Required action
In your reply, reproduce every line of the data without any alteration.

Referring expression data:
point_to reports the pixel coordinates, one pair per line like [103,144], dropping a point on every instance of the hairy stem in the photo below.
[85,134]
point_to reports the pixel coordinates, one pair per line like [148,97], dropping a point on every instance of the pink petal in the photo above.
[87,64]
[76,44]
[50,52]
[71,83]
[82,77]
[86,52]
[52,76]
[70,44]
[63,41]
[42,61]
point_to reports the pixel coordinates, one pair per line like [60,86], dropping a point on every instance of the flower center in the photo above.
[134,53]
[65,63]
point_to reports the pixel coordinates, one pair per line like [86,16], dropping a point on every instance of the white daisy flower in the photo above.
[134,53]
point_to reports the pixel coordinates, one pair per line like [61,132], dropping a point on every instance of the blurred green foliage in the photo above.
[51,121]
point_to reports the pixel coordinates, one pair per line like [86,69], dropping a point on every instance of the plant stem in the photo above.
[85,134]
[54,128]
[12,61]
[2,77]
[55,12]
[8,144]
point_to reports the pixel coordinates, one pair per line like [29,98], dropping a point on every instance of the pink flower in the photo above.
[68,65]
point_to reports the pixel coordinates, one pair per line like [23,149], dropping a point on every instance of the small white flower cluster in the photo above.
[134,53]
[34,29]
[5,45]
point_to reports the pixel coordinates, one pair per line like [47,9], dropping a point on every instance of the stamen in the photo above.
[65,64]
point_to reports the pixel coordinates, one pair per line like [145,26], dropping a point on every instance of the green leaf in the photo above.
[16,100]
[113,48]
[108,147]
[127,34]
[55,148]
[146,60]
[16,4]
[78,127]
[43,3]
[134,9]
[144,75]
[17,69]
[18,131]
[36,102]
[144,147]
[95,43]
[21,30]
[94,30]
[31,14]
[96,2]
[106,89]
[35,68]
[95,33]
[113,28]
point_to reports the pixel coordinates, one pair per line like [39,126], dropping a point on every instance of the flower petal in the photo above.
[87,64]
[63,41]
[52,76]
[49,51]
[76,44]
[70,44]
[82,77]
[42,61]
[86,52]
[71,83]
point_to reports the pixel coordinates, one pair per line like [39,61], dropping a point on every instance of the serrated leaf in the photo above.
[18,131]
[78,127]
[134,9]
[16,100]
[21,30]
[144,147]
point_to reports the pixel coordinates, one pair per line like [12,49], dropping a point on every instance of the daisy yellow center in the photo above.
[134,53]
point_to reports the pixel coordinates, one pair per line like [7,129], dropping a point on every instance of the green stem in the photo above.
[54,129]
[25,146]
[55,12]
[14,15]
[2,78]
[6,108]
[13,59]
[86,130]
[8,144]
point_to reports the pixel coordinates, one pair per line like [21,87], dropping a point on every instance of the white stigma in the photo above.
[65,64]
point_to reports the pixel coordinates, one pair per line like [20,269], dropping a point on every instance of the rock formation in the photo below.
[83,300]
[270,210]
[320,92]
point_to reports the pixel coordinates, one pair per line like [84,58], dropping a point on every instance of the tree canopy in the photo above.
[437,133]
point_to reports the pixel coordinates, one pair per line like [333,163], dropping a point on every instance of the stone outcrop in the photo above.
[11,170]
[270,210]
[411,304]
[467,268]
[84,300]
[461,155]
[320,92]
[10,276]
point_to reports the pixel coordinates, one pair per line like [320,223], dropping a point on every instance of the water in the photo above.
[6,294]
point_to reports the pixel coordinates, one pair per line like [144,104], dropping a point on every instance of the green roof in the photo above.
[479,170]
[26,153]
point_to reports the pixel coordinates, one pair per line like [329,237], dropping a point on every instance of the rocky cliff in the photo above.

Problem solution
point_to reports the pixel coordinates, one pair per line like [103,144], dropping a point on every instance of the hairy stem in the photo below.
[85,134]
point_to reports the pixel coordinates, one pair per line like [148,97], dropping a point on every instance of the pink petal in the photo above.
[87,64]
[76,44]
[50,52]
[71,83]
[82,77]
[86,52]
[52,76]
[70,44]
[63,41]
[42,61]
point_to reports the pixel coordinates, one pair per line like [60,86], dropping a point on every instance of the flower center in the photo above.
[134,53]
[65,63]
point_to reports the pixel coordinates, one pair per line like [86,16], dropping a point on every instance of the white daisy flower in the photo above.
[134,53]
point_to reports the pixel coordinates, one pair per line like [61,132], dropping a point on every instance of the blurred green foliage in the photo above.
[51,121]
point_to reports the pixel coordinates, one pair per line like [86,69], dropping a point on every instance of the plant stem in the photo above.
[85,134]
[54,128]
[12,61]
[2,77]
[55,12]
[8,144]
point_to reports the pixel coordinates, one pair per line like [29,98], dropping a point on every instance of the pink flower in the photo above.
[68,65]
point_to reports the pixel coordinates, one pair per line like [23,149], dropping a point on every instance of the small white flower cluster in the photo above.
[134,53]
[34,29]
[5,45]
point_to reports the pixel coordinates, one pair per line like [47,9], dropping a point on every instance of the stamen in the photo above.
[65,64]
point_to reports the pixel coordinates, one pair per line like [145,26], dropping a point on every instance of the green leaf in the photo above.
[16,100]
[113,48]
[108,147]
[127,34]
[55,148]
[146,60]
[16,4]
[78,127]
[43,3]
[134,9]
[144,75]
[17,69]
[18,131]
[36,102]
[144,147]
[95,43]
[21,30]
[94,30]
[31,14]
[96,2]
[106,89]
[35,68]
[95,33]
[113,28]
point_to reports the pixel coordinates, one pair per line like [39,126], dropping a point on every instance of the flower petal in the photo above.
[87,64]
[63,41]
[52,76]
[49,51]
[76,44]
[70,44]
[82,77]
[42,61]
[86,52]
[71,83]
point_to reports the pixel coordinates, one pair per line like [39,61], dropping a point on every instance of the serrated leaf in the photo above.
[18,131]
[78,127]
[134,9]
[16,100]
[21,30]
[144,147]
point_to reports the pixel coordinates, one pair per line like [12,49], dropping a point on every instance of the daisy yellow center in the photo above.
[134,53]
point_to reports the pixel coordinates, one pair per line like [7,129], dropping a point on every instance of the green stem in the photo above.
[54,129]
[25,146]
[55,12]
[14,15]
[2,78]
[6,108]
[13,59]
[86,130]
[8,144]
point_to reports the pixel coordinates, one pair per line like [21,87], dropping a point on every instance of the white stigma in the photo above.
[65,64]
point_to reports the pixel coordinates, one pair per line like [20,269], dropping a point on every instance of the rock formation in the photo below.
[83,300]
[270,210]
[320,92]
point_to reports the pixel coordinates, one pair per line like [84,58], dropping a point on every instance of the tree canopy in the photo above.
[437,133]
point_to reports the pixel coordinates, one pair per line like [333,163], dropping a point on every instance of the stone outcrop in the photo above.
[11,170]
[270,210]
[411,304]
[467,268]
[84,300]
[461,155]
[320,92]
[10,276]
point_to reports the pixel coordinates, one pair per line like [320,223], dropping a point on every instance of the water in the photo above.
[6,294]
point_to reports the pixel coordinates, one pair per line like [144,104], dropping a point on every instance of the green roof in the photo above.
[479,170]
[26,153]
point_to reports the pixel coordinates, one pair per line like [329,237], dropping a point on every instance of the rocky cliff in the photo above.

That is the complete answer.